» Selected extract
Start of Block
Earlier this year, advocates for psychedelic treatment options made waves on the national level with a pair of amendments encouraging research into how psychedelics could help prevent suicide among military veterans.
Now they’re taking that message to state legislatures across the country.
In both Georgia and Missouri, advocacy groups met with legislatures in favor of psychedelic treatment options, as lawmakers heard directly from veterans in favor of natural treatment options, and the medical professionals who back them. And although direct legislation may not come this year, those who testified made it clear: It’s time to start researching new ways to treat PTSD in our nation’s veterans.
“We deserve the right to try any and all options,” said Elaine Brewer, a military spouse, in her testimony.
That sentiment, and others like it, came as part of a hearing in front of Missouri’s House Interim Committee on Veterans Mental Health and Suicide. As the St. Louis Post-Dispatch reported, Missouri had the highest number of veteran suicides in 2021 with 146, which is most likely the reason that the interim committee, the only one currently in place, was convened to begin with.
The pressing need for new treatment options is what brought Kevin Weaver, the president of a veterans advocacy group called Warrior’s Journey, to testify on Wednesday.
“There is something deeply wrong with this epidemic that we are watching,” he said.
End of Block
» Listed entries
Start of Block
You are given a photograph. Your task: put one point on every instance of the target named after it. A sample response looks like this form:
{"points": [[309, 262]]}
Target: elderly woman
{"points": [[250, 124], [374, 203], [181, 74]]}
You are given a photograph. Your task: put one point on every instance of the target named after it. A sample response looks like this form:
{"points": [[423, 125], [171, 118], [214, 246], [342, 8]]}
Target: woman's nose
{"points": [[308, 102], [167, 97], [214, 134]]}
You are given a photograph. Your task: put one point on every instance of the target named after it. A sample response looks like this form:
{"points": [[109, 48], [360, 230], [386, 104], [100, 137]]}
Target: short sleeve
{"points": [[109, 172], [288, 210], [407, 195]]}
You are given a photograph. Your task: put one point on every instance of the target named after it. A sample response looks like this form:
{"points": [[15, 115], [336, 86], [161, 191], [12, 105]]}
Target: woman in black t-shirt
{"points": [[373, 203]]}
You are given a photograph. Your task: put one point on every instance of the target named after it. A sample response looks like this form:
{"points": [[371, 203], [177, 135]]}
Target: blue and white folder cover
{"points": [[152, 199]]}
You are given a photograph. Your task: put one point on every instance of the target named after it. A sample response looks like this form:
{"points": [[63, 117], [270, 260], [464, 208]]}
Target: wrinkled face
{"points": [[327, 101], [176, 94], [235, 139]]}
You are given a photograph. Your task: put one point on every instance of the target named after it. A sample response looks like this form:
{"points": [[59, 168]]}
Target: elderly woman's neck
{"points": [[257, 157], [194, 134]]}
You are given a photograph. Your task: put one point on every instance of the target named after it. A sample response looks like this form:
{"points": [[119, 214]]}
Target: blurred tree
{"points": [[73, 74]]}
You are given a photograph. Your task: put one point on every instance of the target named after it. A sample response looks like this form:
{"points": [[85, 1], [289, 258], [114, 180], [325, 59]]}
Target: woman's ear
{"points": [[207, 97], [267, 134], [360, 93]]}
End of Block
» Work request 1
Answer these questions using the article on psychedelic treatment for veterans:
(a) How is Elaine Brewer described?
(b) How many veteran suicides did Missouri have in 2021?
(c) What is the name of the veterans advocacy group that Kevin Weaver leads?
» Work request 2
Duplicate the part of the article on psychedelic treatment for veterans from "In both Georgia" to "to begin with.".
» Work request 3
Continue the article on psychedelic treatment for veterans, starting after its last sentence.
The records are separate material and have no connection to the article on psychedelic treatment for veterans.

» Exercise response 1
(a) She is a military spouse.
(b) 146
(c) Warrior's Journey

» Exercise response 2
In both Georgia and Missouri, advocacy groups met with legislatures in favor of psychedelic treatment options, as lawmakers heard directly from veterans in favor of natural treatment options, and the medical professionals who back them. And although direct legislation may not come this year, those who testified made it clear: It’s time to start researching new ways to treat PTSD in our nation’s veterans.
“We deserve the right to try any and all options,” said Elaine Brewer, a military spouse, in her testimony.
That sentiment, and others like it, came as part of a hearing in front of Missouri’s House Interim Committee on Veterans Mental Health and Suicide. As the St. Louis Post-Dispatch reported, Missouri had the highest number of veteran suicides in 2021 with 146, which is most likely the reason that the interim committee, the only one currently in place, was convened to begin with.

» Exercise response 3
A day before, similar testimony was heard by lawmakers in Georgia.
At a hearing Tuesday for the Georgia House Defense and Affairs Committee, a pair of veterans testified about their use of psychedelics to treat PTSD. Both men had to travel outside of the United States for natural treatment options, telling the committee they were left with no choice after treatment options available to them were ineffective.
The results were immediate, they said, and gave the men new tools in overcoming mental health challenges that felt insurmountable before the alternative treatment.
“I’m experiencing a new way of dealing with stresses in my life,” said Ethan Whitfield, a combat veteran of multiple deployments. “ I still experience anger, sadness, anxiety, [and] negativity. But they don’t imprison me.”
His fellow veteran, Marcus Capone, also spoke to the promise of psilocybin to treat PTSD, and said the substance allows him to see his symptoms for what they are and “climb out of them quite quickly.” Capone is a co-founder on a nonprofit called Veterans Exploring Treatment Solutions, and spoke alongside Whitfield in favor of funding for an Emory University study on the medical potential of psilocybin.
The medical director behind that study also testified on Tuesday, telling the committee that although there is promising research on the subject, there has yet to be a study specifically on how psilocybin can help veterans. Brodie Dunlop is hoping that his research, and further clinical study on the substance, can help show the mainstream medical community that psilocybin is a viable option.
“It induces a state of mental change where one reevaluates one’s experience of the world, one’s connectedness to oneself and others … breaking people out of past patterns of thought,” he said.
Unfortunately for state’s like Missouri, that potential is still being clouded by the stigma surrounding psychedelics in America.
Earlier this year, Post-Dispatch reporting quoted one lawmaker as calling the push for natural treatment options as “interesting times” in the state capitol.
“Couple weeks ago we have a hearing about marijuana; today we’re hearing about legalizing some shrooms,” said Rep. Bennie Cook, R-Houston as part of a committee hearing.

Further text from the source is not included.